> [TASK MATERIAL]
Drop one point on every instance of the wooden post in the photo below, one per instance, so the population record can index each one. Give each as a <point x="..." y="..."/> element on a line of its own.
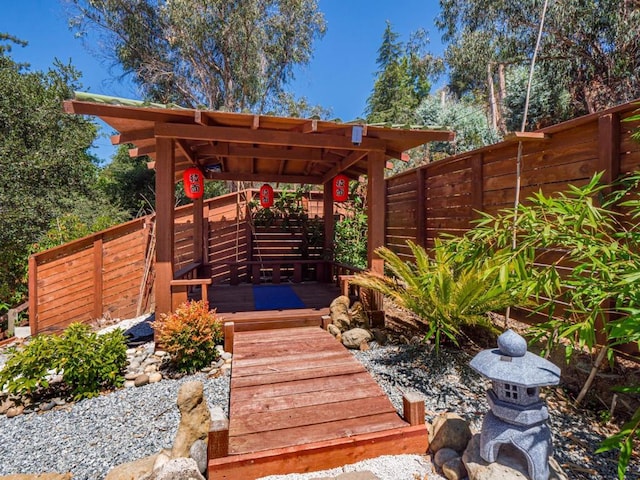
<point x="477" y="186"/>
<point x="218" y="445"/>
<point x="33" y="295"/>
<point x="198" y="240"/>
<point x="229" y="328"/>
<point x="165" y="203"/>
<point x="376" y="193"/>
<point x="329" y="225"/>
<point x="413" y="408"/>
<point x="97" y="277"/>
<point x="421" y="211"/>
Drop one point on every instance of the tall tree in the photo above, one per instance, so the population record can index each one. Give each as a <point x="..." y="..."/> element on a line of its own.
<point x="402" y="78"/>
<point x="45" y="168"/>
<point x="220" y="54"/>
<point x="590" y="49"/>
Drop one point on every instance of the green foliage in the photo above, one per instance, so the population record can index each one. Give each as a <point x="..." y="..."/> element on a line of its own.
<point x="45" y="169"/>
<point x="590" y="51"/>
<point x="220" y="54"/>
<point x="624" y="440"/>
<point x="442" y="291"/>
<point x="88" y="362"/>
<point x="190" y="335"/>
<point x="467" y="119"/>
<point x="403" y="78"/>
<point x="351" y="234"/>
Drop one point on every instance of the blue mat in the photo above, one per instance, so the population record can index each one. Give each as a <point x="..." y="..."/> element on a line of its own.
<point x="275" y="297"/>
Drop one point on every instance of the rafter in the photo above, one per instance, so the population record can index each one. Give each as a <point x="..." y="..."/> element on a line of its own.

> [REQUIRED ACTION]
Only the lines from the one with "Drop one point on every instance of the blue" through the end of the listing should be output, exactly as they appear.

> [EXERCISE SOLUTION]
Drop one point on every instance of the blue mat in the photo above, one per instance, so the population record can index each one. Give each as a <point x="..." y="..."/> element on a line of its own.
<point x="275" y="297"/>
Drop one point on every instance of the rafter in the photo above, one per instance, so the population record can index each one. Give each as a <point x="..." y="..."/> element on a line of its own.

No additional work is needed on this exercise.